::: Document text :::
# Huge surprize



## bluelineman (Aug 28, 2012)

Does anyone know a John Rhys Davies? i worked at his batch a few days ago he rang me up and i never knew it was him until he said he was a actor. He was on the movie indiana jones and lord of the rings? He did some of it and i did some of it


----------



## PrecisionTaping (Feb 2, 2012)

It's Gimli!
http://youtu.be/C1s4Tr7Ag9M

Oh!...and it looks like you we're right Moore...
He's been working for his dad since he's been 3 and now he's....12? :blink:


----------



## bluelineman (Aug 28, 2012)

yes thats him , i was so stoked


----------



## bluelineman (Aug 28, 2012)

im 16 and sub contract on my own thank you very much


----------



## PrecisionTaping (Feb 2, 2012)

bluelineman said:


> im 16 and sub contract on my own thank you very much


Well that explains the flats I'm seeing in the background...
::: Extracted material :::
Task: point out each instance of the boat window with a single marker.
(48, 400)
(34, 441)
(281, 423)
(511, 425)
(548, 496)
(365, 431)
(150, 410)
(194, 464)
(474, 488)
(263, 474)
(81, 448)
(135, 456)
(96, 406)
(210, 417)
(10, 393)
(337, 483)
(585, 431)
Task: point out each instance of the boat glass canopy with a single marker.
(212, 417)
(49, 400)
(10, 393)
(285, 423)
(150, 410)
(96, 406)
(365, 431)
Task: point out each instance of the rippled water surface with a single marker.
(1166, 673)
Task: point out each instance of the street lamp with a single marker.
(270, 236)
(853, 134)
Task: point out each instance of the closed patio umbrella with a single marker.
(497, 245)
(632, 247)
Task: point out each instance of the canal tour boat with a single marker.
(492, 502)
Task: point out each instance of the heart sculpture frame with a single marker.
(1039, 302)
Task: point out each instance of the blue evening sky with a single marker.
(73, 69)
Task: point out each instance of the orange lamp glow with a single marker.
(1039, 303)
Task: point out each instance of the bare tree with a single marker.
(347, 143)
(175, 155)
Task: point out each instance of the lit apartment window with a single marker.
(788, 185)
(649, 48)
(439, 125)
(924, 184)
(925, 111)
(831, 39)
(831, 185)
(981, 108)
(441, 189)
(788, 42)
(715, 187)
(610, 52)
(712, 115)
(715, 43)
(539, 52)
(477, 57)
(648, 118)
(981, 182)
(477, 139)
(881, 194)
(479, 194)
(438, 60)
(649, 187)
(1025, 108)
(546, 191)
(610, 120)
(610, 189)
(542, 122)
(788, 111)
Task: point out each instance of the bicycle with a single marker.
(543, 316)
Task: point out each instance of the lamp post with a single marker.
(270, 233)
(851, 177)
:::
::: Extracted material :::
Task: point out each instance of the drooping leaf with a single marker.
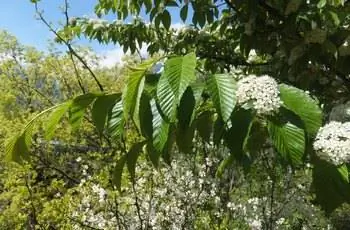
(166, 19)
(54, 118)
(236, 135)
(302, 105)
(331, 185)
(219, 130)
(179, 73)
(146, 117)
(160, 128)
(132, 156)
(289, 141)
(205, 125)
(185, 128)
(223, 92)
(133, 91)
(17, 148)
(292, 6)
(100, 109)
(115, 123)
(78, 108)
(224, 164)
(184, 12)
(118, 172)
:::
= Tasks =
1. Summarize the forum thread in two sentences.
2. Set down the forum thread word for word, from "Does anyone know" up to and including "we're right Moore...".

= Exercise responses =
1. bluelineman says he worked a few days earlier for John Rhys Davies, an actor in Indiana Jones and The Lord of the Rings, and didn't know who he was until Davies said he was an actor. PrecisionTaping identifies him as Gimli and wonders whether the poster is 12, and bluelineman answers that he is 16 and subcontracts on his own.

2.
Does anyone know a John Rhys Davies? i worked at his batch a few days ago he rang me up and i never knew it was him until he said he was a actor. He was on the movie indiana jones and lord of the rings? He did some of it and i did some of it


----------



## PrecisionTaping (Feb 2, 2012)

It's Gimli!
http://youtu.be/C1s4Tr7Ag9M

Oh!...and it looks like you we're right Moore...